++++ PROVIDED DATA ++++
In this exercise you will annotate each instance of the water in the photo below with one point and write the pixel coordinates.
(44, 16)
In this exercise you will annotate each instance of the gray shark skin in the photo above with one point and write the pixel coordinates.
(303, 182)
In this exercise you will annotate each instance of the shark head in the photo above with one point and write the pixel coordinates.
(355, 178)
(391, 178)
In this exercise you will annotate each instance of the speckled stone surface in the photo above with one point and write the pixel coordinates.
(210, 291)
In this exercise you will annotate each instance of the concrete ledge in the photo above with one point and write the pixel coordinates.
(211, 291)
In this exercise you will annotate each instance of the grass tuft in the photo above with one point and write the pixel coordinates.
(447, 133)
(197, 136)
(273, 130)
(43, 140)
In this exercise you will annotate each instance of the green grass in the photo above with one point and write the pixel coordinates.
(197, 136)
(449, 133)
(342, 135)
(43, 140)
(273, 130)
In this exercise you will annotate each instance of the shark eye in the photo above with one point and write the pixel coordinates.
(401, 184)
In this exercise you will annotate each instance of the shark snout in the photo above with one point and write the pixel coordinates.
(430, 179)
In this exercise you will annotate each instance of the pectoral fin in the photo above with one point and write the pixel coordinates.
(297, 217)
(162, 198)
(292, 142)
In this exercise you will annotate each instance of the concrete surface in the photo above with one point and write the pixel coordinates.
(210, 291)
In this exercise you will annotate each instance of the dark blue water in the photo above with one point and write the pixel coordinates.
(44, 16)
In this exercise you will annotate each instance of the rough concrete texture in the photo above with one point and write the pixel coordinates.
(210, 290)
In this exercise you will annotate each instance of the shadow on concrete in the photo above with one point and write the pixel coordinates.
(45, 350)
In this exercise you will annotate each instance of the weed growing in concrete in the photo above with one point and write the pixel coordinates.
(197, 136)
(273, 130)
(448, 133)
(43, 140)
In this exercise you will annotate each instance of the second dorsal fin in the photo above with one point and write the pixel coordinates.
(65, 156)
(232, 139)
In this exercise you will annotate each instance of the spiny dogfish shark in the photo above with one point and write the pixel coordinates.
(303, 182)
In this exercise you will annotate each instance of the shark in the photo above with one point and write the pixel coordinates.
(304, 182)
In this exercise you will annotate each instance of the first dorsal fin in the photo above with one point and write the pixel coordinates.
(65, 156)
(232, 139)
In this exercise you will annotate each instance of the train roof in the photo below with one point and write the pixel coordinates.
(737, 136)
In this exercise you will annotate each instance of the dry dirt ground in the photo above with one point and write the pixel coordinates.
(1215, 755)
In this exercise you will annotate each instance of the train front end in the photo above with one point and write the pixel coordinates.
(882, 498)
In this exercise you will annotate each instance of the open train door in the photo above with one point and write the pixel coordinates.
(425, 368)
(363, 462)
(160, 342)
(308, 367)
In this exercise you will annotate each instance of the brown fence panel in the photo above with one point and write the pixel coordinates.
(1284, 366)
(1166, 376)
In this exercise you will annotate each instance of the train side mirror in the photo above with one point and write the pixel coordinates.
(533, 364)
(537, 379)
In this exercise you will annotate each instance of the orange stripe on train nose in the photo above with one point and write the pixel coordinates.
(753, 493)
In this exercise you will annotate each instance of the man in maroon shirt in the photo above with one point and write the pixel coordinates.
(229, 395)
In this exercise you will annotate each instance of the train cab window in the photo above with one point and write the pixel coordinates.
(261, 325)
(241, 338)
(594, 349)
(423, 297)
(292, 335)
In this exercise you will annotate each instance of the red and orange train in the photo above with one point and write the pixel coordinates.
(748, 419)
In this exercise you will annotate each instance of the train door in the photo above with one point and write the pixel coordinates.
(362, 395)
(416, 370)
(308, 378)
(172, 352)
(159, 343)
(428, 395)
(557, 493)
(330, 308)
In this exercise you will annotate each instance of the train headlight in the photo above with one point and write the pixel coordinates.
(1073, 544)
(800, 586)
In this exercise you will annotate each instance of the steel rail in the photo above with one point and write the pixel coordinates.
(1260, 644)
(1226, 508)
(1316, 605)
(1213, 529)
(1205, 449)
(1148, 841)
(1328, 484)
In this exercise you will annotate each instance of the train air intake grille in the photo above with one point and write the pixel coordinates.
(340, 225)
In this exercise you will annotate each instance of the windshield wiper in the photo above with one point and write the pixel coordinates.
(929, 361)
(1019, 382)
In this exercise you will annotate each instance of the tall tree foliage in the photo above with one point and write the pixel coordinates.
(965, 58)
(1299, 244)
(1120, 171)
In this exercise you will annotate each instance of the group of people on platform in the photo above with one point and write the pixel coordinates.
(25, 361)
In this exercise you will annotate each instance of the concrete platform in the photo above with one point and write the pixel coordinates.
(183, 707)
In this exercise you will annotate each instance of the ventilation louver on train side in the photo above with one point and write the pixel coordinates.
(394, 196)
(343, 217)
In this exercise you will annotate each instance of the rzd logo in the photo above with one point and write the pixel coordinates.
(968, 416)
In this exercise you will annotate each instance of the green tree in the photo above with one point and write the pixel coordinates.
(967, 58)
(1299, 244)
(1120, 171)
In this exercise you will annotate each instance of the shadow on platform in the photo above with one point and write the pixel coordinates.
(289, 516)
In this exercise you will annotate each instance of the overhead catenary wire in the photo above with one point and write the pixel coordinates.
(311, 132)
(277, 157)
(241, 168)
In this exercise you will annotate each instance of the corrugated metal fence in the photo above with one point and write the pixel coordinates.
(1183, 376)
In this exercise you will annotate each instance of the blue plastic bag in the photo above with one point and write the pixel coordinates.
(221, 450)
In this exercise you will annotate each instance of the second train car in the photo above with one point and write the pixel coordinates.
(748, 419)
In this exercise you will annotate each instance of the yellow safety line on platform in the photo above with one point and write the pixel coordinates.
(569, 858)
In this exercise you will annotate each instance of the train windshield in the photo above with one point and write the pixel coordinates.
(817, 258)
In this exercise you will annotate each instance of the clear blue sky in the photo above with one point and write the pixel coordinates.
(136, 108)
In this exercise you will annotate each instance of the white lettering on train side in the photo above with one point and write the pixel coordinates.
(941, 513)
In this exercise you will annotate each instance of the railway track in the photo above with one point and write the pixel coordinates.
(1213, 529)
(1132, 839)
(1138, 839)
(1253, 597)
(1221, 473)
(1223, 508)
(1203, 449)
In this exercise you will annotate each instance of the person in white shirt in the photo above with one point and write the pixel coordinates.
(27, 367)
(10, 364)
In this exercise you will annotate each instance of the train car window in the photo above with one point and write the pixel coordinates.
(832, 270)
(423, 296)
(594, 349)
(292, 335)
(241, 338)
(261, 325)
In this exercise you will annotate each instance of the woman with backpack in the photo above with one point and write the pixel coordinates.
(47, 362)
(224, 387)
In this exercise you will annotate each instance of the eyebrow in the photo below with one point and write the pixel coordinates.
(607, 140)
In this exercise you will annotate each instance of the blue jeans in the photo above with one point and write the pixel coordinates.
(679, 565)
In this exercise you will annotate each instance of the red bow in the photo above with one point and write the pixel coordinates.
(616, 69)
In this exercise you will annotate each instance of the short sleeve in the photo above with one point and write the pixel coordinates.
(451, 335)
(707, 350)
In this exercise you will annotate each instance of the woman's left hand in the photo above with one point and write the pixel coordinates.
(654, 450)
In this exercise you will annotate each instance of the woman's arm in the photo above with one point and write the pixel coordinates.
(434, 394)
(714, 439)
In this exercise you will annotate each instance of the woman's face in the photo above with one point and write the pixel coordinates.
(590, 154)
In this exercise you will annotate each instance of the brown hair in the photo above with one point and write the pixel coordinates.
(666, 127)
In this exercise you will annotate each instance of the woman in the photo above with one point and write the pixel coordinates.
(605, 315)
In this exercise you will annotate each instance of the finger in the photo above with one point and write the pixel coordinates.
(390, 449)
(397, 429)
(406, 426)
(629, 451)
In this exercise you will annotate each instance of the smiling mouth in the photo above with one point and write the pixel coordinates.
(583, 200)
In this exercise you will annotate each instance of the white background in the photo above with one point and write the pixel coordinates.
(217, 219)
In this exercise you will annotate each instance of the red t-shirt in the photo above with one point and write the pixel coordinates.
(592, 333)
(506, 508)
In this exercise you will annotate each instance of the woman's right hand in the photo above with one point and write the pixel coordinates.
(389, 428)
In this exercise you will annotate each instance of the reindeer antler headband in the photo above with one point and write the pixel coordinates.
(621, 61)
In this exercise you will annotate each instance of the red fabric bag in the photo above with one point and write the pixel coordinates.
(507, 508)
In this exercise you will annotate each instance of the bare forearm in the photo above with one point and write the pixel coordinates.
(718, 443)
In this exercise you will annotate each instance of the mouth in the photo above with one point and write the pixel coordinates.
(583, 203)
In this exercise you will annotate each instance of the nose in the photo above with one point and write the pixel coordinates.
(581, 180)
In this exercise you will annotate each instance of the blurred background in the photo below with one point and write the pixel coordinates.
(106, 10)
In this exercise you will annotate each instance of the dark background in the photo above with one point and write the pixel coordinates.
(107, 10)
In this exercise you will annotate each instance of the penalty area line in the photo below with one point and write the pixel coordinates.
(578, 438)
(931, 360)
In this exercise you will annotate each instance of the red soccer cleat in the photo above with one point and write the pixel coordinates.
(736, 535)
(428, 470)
++++
* **TASK DESCRIPTION**: Print every line from the one that contains "the red soccer" to the end of the records, exactly as written, and nothing more.

* **RESPONSE TO THIS TASK**:
In this exercise you will annotate each instance of the red soccer cleat in the photo above with one point and write the pixel coordinates.
(736, 535)
(428, 470)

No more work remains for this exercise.